BEGIN Study text

We Bought a Zoo

Released: 16 Mar 2012

Two people, a woman in a green jacket and a man in a black coat, walking together in a park with trees and fencing in the background.
Two people, a woman in a green jacket and a man in a black coat, walking together in a park with trees and fencing in the background.
2

Anticipation.

Cameron Crowe does a family movie. Could be cheesy.

3

Enjoyment.

Good God, it is cheesy. But tasty cheese.

3

In Retrospect.

A warm, Sunday-afternoon-in-the-park type of movie, if that’s your thing.

The type of old-fashioned family entertainment that Generation Xers would’ve tossed their stale bong water at.

Ever wonder what happened to Generation X? Here’s an answer: they bought zoos. The grungy, flannel-wearing 1990s archetypes got rich, settled down, bought homes and started families. Now in their forties, they oversee menageries of kids and dogs in their comfy suburban enclosures, staying ‘with it’ by looping Bon Iver and Sigur Rós in the car.

It’s not a bad life for this ripening generation, especially when Cameron Crowe, who encapsulated the 1990s with movies like Singles and Jerry Maguire, has made a film just for them.

Benjamin Mee (Matt Damon), a middle-aged journalist and father of two, has recently lost his wife to cancer. Struggling to cope, he decides almost on a whim to buy a rundown zoo in rural California. With the help of his seven-year-old daughter Rosie, and despite the protests of his 14-year-old son Dylan, Mee pours both his money and his soul into the zoo, bonding with its animals and quirky staff, including comely zookeeper Kelly Foster (an authentically de-glamorised Scarlett Johansson). The race is on to spruce up and re-open the zoo to the public before Mee’s funds – and his family’s patience – runs out.

END Study text

Study questions:
a. In the review of We Bought a Zoo, how old is Benjamin Mee's son Dylan?
b. Retype a passage of the review. Begin at the words "The type of" and stop after the words "just for them.".
c. For each statement, say whether it agrees with the review: (i) The film was released on 16 Mar 2012. (ii) Scarlett Johansson plays the zookeeper Kelly Foster. (iii) Mee's daughter Rosie is fourteen years old.

BEGIN Excerpted records

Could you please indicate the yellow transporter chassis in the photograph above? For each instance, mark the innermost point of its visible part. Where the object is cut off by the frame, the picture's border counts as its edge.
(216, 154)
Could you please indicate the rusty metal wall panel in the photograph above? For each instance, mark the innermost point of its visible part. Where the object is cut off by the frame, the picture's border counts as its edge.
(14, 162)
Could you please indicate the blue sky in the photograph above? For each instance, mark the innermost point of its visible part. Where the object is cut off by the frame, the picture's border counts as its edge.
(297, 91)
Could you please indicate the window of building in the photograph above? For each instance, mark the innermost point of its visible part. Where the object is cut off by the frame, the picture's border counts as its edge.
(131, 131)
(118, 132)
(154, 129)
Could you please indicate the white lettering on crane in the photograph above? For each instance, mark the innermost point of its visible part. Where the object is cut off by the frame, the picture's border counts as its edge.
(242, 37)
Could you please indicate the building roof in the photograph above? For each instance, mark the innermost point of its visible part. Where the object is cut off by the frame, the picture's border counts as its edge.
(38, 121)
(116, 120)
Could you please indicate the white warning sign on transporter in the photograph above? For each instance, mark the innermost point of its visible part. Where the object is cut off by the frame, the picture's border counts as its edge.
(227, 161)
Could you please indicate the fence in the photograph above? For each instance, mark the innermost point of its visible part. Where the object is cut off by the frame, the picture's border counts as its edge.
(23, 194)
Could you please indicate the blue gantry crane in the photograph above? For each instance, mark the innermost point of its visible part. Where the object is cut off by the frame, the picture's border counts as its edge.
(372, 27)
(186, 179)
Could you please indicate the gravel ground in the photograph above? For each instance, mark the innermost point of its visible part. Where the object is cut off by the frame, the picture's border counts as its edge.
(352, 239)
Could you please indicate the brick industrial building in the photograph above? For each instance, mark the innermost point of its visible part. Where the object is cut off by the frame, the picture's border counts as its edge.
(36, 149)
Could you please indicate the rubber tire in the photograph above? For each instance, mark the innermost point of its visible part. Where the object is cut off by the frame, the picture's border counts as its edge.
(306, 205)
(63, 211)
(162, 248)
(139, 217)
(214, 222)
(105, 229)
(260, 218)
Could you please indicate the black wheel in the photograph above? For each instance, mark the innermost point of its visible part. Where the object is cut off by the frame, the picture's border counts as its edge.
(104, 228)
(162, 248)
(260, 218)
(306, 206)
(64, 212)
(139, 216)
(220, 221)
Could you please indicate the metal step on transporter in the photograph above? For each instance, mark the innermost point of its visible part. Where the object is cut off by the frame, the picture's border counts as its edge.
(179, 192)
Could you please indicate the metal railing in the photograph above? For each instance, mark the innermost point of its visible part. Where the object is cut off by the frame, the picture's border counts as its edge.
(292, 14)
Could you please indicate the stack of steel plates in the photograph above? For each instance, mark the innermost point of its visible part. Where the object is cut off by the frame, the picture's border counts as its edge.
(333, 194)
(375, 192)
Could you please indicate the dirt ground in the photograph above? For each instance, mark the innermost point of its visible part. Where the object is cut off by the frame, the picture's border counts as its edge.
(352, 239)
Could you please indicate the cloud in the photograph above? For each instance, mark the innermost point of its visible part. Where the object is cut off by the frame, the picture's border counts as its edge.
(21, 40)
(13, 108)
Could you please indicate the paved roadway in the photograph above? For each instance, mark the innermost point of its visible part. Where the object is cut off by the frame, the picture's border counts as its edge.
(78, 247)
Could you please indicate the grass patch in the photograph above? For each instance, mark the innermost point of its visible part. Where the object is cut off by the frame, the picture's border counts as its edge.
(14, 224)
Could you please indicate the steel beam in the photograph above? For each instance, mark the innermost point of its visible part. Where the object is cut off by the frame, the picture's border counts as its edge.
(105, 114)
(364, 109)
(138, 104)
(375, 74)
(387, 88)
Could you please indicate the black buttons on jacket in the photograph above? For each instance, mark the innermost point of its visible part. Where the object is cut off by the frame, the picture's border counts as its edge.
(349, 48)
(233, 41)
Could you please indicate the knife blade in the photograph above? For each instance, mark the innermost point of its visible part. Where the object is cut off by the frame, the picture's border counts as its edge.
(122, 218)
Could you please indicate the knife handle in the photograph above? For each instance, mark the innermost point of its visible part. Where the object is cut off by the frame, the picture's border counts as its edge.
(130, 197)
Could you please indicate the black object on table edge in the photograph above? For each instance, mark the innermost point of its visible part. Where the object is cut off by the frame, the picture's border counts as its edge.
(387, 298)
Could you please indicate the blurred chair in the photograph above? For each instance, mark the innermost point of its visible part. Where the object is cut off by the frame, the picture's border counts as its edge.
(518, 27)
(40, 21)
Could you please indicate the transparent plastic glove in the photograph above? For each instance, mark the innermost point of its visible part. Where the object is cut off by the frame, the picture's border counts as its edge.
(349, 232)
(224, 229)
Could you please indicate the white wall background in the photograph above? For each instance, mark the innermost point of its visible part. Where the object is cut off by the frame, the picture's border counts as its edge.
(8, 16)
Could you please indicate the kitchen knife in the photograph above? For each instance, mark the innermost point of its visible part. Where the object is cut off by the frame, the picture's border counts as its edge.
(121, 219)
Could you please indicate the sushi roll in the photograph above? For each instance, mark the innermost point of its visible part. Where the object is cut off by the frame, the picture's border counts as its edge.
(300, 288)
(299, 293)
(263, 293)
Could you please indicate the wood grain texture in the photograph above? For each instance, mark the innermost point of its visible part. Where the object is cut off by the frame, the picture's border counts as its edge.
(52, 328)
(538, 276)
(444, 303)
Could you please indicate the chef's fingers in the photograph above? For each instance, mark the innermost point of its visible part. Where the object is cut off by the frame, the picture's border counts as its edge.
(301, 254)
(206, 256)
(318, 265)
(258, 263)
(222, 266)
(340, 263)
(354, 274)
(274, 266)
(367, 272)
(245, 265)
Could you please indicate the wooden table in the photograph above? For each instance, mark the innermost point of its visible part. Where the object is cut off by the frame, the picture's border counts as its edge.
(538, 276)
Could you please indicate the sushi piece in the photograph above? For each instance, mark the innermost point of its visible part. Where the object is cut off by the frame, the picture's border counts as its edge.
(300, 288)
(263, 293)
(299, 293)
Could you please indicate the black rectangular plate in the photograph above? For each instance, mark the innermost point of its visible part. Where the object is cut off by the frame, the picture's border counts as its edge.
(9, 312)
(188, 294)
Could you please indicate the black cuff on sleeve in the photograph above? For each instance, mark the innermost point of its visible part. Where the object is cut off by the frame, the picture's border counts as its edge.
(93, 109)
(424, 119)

END Excerpted records

Numbered answers:
a. 14

b.
The type of old-fashioned family entertainment that Generation Xers would’ve tossed their stale bong water at.

Ever wonder what happened to Generation X? Here’s an answer: they bought zoos. The grungy, flannel-wearing 1990s archetypes got rich, settled down, bought homes and started families. Now in their forties, they oversee menageries of kids and dogs in their comfy suburban enclosures, staying ‘with it’ by looping Bon Iver and Sigur Rós in the car.

It’s not a bad life for this ripening generation, especially when Cameron Crowe, who encapsulated the 1990s with movies like Singles and Jerry Maguire, has made a film just for them.

c.
(i) Yes: "Released: 16 Mar 2012"
(ii) Yes: "comely zookeeper Kelly Foster (an authentically de-glamorised Scarlett Johansson)"
(iii) No: "his seven-year-old daughter Rosie"